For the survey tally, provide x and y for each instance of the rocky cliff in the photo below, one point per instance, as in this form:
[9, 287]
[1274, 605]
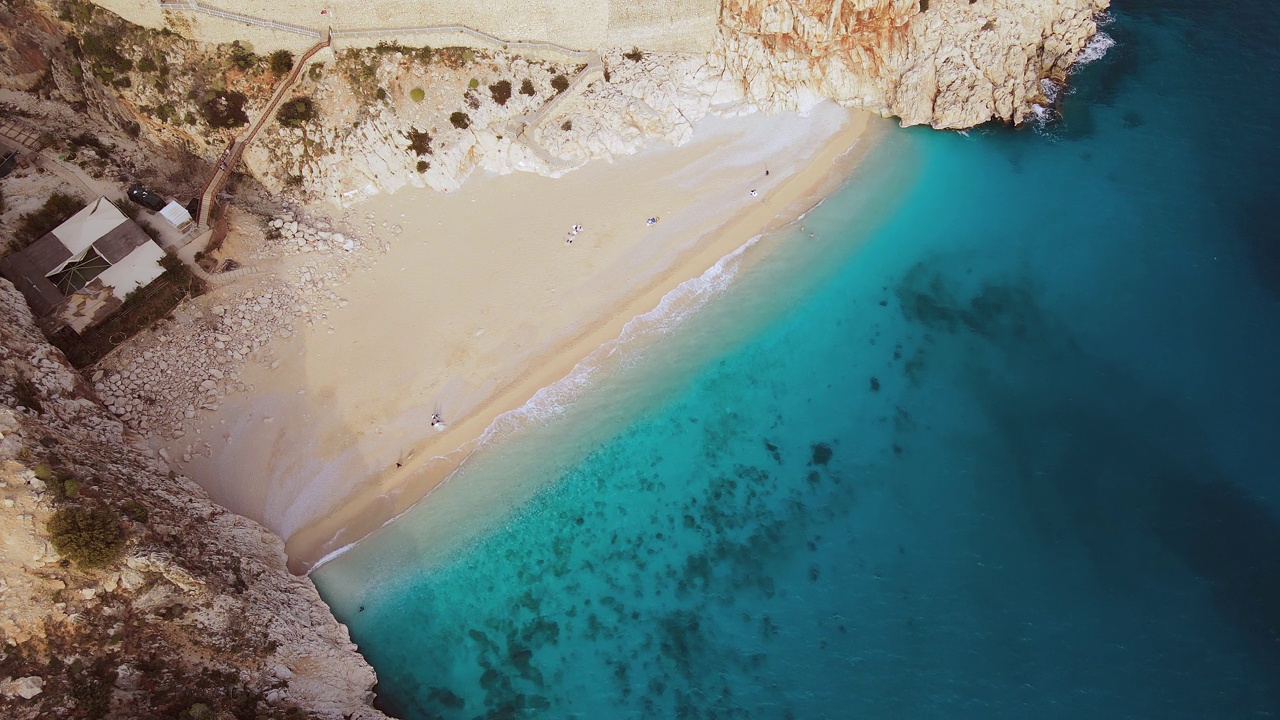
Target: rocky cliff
[156, 602]
[947, 63]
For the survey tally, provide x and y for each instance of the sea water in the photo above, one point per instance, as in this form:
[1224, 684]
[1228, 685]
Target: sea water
[1000, 441]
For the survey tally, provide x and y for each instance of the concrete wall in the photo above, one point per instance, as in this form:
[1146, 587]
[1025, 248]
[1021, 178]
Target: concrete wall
[652, 24]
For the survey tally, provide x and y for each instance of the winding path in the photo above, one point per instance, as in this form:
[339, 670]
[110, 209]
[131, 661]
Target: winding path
[232, 156]
[519, 127]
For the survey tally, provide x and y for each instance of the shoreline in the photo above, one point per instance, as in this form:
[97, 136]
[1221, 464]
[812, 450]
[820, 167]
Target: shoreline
[397, 492]
[475, 305]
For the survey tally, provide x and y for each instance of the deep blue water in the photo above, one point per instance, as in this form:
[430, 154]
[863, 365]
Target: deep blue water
[1011, 452]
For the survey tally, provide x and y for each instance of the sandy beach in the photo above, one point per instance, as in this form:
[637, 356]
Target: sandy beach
[480, 302]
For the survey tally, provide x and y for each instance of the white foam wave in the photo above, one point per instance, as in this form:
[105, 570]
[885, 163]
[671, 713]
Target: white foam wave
[1096, 49]
[330, 556]
[672, 310]
[1051, 90]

_EXERCISE_:
Omitting the pictures, repeat all entries exactly.

_RESPONSE TO THIS EXERCISE_:
For the survey tally, provide x and y for each instance of the rocky cliff in the photo below, one point per instance, as in this form:
[9, 287]
[1274, 605]
Target: rocky cliff
[156, 602]
[947, 63]
For the survey tally, provide x and y for each instance of the sea water in the photo above, one point per instance, as in this form:
[1224, 684]
[1228, 685]
Target: sea water
[1000, 441]
For the survey tally, provide x and y for each instance of the concrete wall in the photo above, one point per instance, as in this form:
[1146, 587]
[1025, 248]
[1021, 178]
Target: concrete wall
[652, 24]
For the survey tally, provide x and y for each instance of the winding path in the photo above, one point per instance, as in this form:
[339, 670]
[110, 209]
[131, 661]
Target: winding path
[232, 156]
[519, 127]
For the survey tally, provide x and y for each instance of the shoreline in the photo above, one point per instance, as in this form:
[97, 136]
[1221, 464]
[812, 450]
[820, 167]
Target: shoreline
[397, 492]
[475, 305]
For the survey tally, provide x and y for each instance of the deep blue water in the photo above, one point per instance, as in this form:
[430, 154]
[863, 365]
Target: deep blue water
[1011, 452]
For the survey tally, provide x and y for each instance of the sandy beach in the photo above, one point per instance, as in this form:
[637, 356]
Target: sandy beach
[480, 302]
For the survey tally, provide x and y for each instance of the white foam wave in the photo above, one point per instance, as in this form:
[105, 570]
[885, 163]
[671, 713]
Target: white foam wave
[1096, 49]
[330, 556]
[672, 310]
[1051, 90]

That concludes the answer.